*Exercises*
[A] In the fruitcake excerpt, copy out the passage between "Swaddle in a" and "Christmas Eve, boys!", inclusive.
[B] According to the fruitcake excerpt, why are there cranberries in the fruitcake makings?

Swaddle in a double layer of cheese cloth to keep the loaf from sticking to the outer layer of foil…

…then apply the outer layer of foil.

Ta-da! A fruitcake ready for cellaring. Of course you can also put it in the fridge if you want, but a basement is traditional and still best. If you fear rodentia or other types of cake-eating vermin, you can put the cakes in a plastic tupperware container. That’ll have’em stymied. Check the cakes every other day or so to check for drying (you don’t want that) and spritz and rotate as you see fit. See you on Christmas Eve, boys!

Filed under:  English-Style Fruitcake, Fruitcake, Pastry | 2 Comments

Fruitcake, Day 1

Now there are the makings of one fine fruitcake (actually two, I cut the recipe in half). You may notice there are cranberries in there. The reason for that is I couldn’t find any figs at Kroger yesterday afternoon. I could have gone somewhere else, but I’d already spent enough time in the supermarket. The first Wednesday of each month is old folks day, you see, and the place is packed with cranky octogenarians bumping their carts into one another. Slowly. It took me almost half an hour to navigate around them all to pick up what I needed for this shot. Fortunately none of them could figure out the self check-out computers, so I was out of there in a flash after that. Still, I’d had enough. And anyway, you think Medieval fruitcake makers were choosy? They took what they could get, bub, and so did I. Anyway cranberries add a nice color.

*Data shown*
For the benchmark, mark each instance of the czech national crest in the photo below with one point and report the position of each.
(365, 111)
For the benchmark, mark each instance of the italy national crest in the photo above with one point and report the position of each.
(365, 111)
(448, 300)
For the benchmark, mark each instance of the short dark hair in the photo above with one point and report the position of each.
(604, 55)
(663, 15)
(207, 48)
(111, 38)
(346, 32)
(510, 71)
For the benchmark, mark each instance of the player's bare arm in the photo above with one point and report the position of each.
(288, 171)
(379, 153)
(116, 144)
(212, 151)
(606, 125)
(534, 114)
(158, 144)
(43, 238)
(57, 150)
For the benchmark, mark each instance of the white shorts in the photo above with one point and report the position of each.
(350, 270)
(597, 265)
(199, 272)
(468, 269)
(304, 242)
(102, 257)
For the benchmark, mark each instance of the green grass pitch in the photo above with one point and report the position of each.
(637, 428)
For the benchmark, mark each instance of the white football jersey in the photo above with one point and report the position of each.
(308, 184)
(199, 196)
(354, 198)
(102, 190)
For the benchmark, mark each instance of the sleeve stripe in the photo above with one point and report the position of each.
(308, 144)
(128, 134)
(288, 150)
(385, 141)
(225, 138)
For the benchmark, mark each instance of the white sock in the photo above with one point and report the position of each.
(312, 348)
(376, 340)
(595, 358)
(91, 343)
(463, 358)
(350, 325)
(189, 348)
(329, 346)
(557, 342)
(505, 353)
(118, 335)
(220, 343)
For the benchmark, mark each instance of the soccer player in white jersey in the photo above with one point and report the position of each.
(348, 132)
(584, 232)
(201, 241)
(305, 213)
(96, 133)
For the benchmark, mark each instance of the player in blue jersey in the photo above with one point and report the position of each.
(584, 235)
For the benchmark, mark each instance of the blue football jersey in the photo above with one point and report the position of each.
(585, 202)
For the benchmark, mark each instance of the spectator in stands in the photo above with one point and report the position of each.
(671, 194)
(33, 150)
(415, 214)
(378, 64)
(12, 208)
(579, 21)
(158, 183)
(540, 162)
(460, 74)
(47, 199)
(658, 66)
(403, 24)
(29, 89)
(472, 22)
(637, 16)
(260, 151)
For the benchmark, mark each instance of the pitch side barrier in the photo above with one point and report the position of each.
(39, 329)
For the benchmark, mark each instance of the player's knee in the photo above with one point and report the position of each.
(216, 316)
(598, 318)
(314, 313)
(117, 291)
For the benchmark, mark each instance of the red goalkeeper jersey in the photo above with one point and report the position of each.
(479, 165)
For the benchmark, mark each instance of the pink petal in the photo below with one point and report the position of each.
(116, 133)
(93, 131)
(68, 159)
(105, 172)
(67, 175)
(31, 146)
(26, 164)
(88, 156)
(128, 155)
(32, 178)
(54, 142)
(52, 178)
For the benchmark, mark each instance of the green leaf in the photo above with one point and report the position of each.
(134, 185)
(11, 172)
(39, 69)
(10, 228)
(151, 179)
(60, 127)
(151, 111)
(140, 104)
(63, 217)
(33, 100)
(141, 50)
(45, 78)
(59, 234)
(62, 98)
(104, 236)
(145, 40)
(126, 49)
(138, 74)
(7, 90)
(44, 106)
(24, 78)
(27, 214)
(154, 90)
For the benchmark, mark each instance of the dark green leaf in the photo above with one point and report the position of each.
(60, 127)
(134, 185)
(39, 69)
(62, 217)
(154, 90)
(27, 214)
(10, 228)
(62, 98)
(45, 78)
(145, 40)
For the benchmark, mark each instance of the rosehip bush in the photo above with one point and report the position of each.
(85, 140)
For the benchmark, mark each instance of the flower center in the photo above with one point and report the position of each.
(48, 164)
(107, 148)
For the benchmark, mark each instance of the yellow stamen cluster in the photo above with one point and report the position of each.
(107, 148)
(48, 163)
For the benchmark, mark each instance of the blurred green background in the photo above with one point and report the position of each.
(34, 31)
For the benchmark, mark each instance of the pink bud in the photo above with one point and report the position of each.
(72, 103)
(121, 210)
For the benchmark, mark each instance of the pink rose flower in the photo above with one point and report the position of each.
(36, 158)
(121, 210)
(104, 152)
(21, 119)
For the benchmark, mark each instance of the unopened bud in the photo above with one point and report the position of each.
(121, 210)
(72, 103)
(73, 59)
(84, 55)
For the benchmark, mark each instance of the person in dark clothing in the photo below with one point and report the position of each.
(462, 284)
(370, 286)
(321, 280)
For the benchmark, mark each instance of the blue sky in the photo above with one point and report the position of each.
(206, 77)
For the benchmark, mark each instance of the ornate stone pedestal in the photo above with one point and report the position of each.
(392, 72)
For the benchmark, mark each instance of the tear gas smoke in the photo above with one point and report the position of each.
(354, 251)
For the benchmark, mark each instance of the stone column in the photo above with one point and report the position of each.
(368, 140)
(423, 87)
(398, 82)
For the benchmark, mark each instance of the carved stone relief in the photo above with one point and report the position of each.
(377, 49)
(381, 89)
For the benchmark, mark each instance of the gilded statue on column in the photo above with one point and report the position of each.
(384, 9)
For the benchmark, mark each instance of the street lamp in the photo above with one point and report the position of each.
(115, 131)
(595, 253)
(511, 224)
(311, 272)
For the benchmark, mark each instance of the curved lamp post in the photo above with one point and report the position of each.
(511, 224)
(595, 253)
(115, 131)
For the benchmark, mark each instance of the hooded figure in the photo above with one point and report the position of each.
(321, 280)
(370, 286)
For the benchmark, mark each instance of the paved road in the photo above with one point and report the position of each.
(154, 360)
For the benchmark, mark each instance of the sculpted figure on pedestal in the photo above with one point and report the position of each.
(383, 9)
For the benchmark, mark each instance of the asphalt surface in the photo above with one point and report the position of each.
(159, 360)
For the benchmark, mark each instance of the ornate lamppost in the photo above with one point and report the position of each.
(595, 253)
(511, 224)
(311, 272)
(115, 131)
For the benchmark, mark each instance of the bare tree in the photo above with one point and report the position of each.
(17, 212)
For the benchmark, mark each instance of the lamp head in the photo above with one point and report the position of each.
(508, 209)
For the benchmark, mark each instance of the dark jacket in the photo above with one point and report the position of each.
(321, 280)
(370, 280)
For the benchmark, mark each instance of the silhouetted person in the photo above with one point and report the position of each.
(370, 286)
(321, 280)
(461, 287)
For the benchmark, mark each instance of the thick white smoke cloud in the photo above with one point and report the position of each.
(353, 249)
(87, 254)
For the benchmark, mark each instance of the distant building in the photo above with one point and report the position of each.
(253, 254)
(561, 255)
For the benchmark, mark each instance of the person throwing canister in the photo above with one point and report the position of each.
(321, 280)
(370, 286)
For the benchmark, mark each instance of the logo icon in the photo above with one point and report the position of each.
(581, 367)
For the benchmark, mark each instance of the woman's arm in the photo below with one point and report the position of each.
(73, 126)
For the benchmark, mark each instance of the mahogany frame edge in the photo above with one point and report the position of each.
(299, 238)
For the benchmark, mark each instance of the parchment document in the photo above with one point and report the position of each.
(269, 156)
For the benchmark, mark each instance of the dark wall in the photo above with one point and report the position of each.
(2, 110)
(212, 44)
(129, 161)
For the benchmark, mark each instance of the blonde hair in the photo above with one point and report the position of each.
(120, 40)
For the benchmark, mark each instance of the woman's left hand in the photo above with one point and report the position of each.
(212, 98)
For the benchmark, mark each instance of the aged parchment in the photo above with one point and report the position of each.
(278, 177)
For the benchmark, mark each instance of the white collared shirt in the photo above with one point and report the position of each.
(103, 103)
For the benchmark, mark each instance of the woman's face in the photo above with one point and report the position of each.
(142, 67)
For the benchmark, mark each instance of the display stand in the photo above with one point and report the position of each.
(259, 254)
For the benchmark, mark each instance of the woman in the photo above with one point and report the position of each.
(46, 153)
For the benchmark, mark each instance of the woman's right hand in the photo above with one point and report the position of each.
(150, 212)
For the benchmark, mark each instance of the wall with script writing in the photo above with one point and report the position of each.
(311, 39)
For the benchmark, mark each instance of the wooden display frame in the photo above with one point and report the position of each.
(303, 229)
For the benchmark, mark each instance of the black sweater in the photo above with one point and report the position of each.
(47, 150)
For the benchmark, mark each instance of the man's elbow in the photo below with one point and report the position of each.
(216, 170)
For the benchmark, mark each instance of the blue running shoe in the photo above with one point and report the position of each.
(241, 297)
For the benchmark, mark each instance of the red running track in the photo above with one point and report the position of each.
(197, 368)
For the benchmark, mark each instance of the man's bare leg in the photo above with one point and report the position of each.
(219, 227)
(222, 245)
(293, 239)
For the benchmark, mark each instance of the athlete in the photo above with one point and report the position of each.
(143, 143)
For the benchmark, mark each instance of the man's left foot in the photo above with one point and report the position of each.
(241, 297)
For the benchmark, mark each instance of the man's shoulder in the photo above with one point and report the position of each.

*Task-by-task results*
[A]
Swaddle in a double layer of cheese cloth to keep the loaf from sticking to the outer layer of foil…

…then apply the outer layer of foil.

Ta-da! A fruitcake ready for cellaring. Of course you can also put it in the fridge if you want, but a basement is traditional and still best. If you fear rodentia or other types of cake-eating vermin, you can put the cakes in a plastic tupperware container. That’ll have’em stymied. Check the cakes every other day or so to check for drying (you don’t want that) and spritz and rotate as you see fit. See you on Christmas Eve, boys!

[B] The writer couldn't find any figs at Kroger.